• **Records for this task**
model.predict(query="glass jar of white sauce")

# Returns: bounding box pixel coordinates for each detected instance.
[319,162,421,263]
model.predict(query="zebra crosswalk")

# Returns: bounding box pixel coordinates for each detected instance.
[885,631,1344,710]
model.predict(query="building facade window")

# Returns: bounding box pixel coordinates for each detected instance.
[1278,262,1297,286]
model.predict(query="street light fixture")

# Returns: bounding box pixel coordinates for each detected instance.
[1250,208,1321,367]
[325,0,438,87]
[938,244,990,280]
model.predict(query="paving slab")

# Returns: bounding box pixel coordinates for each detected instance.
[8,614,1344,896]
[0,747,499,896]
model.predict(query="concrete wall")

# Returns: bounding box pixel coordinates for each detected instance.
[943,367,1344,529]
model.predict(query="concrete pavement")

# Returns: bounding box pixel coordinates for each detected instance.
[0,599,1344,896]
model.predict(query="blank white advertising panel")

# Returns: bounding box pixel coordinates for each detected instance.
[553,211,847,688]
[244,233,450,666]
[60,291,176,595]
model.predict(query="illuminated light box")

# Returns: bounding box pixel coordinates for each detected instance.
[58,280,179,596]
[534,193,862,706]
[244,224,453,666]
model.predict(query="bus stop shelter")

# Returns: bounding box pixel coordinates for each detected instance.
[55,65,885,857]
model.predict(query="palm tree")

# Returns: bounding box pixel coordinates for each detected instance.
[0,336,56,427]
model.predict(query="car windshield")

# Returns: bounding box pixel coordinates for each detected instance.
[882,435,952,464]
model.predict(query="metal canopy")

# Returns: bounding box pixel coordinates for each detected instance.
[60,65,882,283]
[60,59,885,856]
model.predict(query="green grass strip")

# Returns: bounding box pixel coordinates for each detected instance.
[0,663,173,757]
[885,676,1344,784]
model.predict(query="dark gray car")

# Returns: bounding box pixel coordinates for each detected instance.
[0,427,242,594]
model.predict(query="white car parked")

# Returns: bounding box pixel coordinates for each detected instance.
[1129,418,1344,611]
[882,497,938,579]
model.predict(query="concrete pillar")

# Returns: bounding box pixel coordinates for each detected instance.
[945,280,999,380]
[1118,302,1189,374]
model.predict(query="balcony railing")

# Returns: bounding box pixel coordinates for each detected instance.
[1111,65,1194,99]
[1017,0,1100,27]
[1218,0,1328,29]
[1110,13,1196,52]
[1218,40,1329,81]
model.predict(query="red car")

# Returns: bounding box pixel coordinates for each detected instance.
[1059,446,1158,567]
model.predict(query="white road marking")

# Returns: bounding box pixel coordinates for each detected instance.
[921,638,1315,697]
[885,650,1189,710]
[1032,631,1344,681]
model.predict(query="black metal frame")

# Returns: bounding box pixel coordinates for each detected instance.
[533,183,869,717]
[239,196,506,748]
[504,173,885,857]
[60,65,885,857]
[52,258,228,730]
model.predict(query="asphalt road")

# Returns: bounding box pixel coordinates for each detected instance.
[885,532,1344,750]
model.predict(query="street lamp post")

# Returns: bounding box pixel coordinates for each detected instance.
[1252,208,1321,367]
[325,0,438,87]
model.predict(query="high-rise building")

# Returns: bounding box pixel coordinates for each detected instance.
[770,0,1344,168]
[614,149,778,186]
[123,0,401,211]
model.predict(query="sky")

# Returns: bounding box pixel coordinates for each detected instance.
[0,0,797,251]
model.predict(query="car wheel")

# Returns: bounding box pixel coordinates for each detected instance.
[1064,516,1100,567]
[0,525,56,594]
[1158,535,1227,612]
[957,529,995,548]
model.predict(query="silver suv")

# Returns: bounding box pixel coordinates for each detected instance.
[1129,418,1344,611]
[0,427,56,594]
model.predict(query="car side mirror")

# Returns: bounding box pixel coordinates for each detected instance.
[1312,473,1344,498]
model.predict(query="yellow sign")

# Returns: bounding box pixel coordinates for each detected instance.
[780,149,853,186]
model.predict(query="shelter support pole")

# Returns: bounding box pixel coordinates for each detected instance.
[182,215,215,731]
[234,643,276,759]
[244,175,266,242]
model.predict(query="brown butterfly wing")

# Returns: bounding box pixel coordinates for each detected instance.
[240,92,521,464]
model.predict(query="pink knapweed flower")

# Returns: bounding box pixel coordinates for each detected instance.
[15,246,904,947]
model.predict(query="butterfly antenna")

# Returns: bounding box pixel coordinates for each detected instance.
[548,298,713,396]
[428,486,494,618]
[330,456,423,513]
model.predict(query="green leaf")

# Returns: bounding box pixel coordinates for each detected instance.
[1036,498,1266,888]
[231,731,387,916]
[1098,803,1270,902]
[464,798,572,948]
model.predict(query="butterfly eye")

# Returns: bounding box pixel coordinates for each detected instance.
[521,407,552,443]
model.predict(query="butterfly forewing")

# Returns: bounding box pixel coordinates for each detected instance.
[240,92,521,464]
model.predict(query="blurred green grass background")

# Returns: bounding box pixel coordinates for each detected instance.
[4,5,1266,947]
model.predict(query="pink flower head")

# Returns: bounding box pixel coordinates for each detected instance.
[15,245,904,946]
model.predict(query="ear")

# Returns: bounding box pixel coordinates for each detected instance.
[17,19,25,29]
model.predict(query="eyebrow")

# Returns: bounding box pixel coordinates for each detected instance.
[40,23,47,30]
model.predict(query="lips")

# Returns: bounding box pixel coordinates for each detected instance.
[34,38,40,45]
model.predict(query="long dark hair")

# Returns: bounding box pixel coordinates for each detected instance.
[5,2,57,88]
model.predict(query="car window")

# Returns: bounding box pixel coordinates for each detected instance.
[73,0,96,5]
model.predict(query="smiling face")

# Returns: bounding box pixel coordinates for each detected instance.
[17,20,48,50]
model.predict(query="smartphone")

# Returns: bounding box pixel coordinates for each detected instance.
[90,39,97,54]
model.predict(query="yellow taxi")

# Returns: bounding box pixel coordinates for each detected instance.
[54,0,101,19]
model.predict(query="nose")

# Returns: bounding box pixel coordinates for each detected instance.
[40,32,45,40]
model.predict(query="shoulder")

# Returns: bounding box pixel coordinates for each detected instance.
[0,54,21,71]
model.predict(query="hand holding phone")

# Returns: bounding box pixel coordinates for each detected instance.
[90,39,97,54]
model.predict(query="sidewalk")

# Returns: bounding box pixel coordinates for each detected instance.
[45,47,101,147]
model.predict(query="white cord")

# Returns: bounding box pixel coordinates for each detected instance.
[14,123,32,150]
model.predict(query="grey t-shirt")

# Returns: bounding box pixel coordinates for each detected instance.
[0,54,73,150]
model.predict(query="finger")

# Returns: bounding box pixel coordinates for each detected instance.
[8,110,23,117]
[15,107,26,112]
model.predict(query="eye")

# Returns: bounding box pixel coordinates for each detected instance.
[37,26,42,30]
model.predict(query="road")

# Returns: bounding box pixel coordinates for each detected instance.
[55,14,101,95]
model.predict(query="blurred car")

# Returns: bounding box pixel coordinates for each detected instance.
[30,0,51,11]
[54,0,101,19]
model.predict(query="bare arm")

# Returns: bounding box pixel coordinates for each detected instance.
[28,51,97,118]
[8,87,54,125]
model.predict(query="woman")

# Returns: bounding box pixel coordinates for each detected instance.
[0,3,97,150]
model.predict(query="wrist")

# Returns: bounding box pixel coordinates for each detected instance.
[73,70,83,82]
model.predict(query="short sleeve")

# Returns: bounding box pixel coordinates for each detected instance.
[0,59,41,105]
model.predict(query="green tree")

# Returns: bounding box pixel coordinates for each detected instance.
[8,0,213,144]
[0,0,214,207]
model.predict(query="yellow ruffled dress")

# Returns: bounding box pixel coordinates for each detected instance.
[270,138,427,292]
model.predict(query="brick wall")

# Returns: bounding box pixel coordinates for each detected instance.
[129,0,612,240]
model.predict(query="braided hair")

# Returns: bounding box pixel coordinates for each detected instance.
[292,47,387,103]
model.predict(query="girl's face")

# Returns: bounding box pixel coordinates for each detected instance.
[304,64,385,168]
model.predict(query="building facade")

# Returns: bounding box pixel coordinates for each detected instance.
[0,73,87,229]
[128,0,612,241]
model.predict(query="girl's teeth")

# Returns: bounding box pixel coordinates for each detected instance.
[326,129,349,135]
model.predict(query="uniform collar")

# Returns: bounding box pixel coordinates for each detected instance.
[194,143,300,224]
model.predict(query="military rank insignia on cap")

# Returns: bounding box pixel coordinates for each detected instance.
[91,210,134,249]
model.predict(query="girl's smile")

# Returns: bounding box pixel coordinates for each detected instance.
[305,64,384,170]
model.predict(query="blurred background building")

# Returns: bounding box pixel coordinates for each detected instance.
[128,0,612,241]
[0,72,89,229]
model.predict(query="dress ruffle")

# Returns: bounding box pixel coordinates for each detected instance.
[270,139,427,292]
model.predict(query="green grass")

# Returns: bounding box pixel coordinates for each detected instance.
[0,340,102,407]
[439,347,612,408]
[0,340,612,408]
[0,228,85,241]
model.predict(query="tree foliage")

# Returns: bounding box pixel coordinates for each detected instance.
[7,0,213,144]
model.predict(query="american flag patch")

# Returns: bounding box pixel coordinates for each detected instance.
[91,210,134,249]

• **Required work**
Revise everything from the start of the entries down to the line containing "[244,224,453,666]", swapping each "concrete" for "cement" and changing nothing else.

• **Solution for this exercise**
model.predict(query="glass jar of white sauce")

# Returns: bounding box pixel coordinates for each detected instance.
[319,162,421,263]
model.predict(query="zebra crosswalk")

# Returns: bounding box pixel coordinates for each detected instance.
[885,631,1344,710]
model.predict(query="building facade window")

# Returns: bounding box pixel coordinates for each detected instance.
[1278,262,1297,286]
model.predict(query="street light fixture")

# Returns: bounding box pixel coordinates for each detected instance.
[1250,208,1321,367]
[325,0,438,87]
[938,244,990,280]
model.predict(query="paving slab")

# Returns: bounding box pixel coordinates for each detected instance.
[8,614,1344,896]
[0,747,499,896]
model.predict(query="cement wall")

# Returns: bounding box pixel coordinates for each detected instance.
[943,367,1344,529]
model.predict(query="cement pavement")

# Returns: bounding box pixel coordinates for each detected instance.
[0,599,1344,896]
model.predict(query="blank white advertising panel")

# Returns: bounding box pixel coordinates for each detected instance.
[553,211,847,688]
[244,233,450,666]
[60,291,176,595]
model.predict(query="illuminated light box")

# Returns: bounding box pixel coordinates for each detected instance.
[58,280,179,596]
[534,193,862,706]
[244,224,453,666]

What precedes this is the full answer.